§ Ejercicios:
(1) Según el texto sobre los diálogos con el misterio, ¿qué tres cosas llevaba la autora cada día al salir de casa?
(2) Prosigue el texto sobre los diálogos con el misterio a partir de su última oración.

§ Texto:
Diálogos con el misterio
Por Paula Aranoa
Este proyecto trata de mi relación con el misterio en la vida cotidiana. Un misterio que asoma sin estridencias y habla bajito. Que me convoca en lo vulnerable, lo imperfecto y perecedero. Un misterio capaz de esconderse en lo más mínimo y que por ese mismo motivo se me hace tan inmenso.
Soy fotógrafa, pero, desde mucho antes, filósofa. La combinación hizo que quisiera articular la disposición filosófica al asombro con la captura fotográfica. O sea, cazar asombros con mi cámara. Sabía que el asombro podía surgir ocasionalmente sin buscarlo; pero, si quería vivir una vida de asombros, tenía que entrenarme en el acto de prestar atención de manera consciente, en estar en el presente. Y yo me esmeraba en eso. Además, estaba convencida de que era imposible conmover a nadie, si no me conmovía yo primero. Salía de casa cada día con los ojos muy abiertos, la cámara en el bolso y mi cuaderno de anotaciones. Anotaba todo aquello que escuchaba y me hacía eco. La procedencia era lo de menos. Si resonaba, iba a parar a ese cuaderno. Y así iba por la vida, viajando cuando podía, atesorando asombros.

§ Los datos:

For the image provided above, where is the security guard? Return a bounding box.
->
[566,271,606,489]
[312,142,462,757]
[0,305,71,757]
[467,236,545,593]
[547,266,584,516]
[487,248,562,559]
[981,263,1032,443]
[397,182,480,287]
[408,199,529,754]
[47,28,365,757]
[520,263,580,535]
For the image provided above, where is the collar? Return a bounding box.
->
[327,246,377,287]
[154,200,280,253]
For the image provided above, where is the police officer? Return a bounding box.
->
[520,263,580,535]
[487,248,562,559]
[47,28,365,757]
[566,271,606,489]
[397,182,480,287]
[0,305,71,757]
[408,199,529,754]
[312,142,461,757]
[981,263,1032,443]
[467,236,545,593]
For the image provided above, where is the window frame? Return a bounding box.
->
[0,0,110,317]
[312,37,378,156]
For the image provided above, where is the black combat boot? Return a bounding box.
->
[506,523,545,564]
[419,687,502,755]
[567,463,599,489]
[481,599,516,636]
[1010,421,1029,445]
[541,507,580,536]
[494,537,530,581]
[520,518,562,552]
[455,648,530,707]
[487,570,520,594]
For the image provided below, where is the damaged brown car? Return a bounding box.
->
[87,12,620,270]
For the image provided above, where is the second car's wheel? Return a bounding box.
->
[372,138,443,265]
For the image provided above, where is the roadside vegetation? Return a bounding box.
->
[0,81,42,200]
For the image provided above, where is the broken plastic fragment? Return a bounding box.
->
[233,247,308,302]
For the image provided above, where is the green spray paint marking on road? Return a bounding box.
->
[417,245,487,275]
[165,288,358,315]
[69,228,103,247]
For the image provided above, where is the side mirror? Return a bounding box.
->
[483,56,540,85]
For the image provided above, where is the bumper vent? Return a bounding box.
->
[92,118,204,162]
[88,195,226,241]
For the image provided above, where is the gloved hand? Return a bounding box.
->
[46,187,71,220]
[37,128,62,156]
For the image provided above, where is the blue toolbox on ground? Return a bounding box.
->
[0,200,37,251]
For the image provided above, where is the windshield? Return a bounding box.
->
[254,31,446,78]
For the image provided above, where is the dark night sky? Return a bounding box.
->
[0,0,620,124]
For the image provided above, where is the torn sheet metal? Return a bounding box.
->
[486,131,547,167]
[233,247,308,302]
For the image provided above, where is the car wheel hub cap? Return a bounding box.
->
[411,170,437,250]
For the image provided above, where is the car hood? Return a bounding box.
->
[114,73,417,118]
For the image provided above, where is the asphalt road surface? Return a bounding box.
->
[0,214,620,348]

§ Respuestas:
(1) Salía con los ojos muy abiertos, la cámara en el bolso y su cuaderno de anotaciones.

(2)
Hasta que el día menos pensado llegó la pandemia y con ella mi fotografía dio un giro que perdura hasta el día de hoy. Un giro de afuera hacia adentro. Recuerdo muy bien el horrible miedo cuando todo empezó. Mi energía entera estaba puesta en controlar lo incontrolable y que los míos estuvieran bien. Hasta que eso también se me fue de las manos. Sentí una enorme desproporción entre la amenaza y mis recursos: me sentí vulnerable. Empezó a faltarme el aire y junto con el aire, el asombro.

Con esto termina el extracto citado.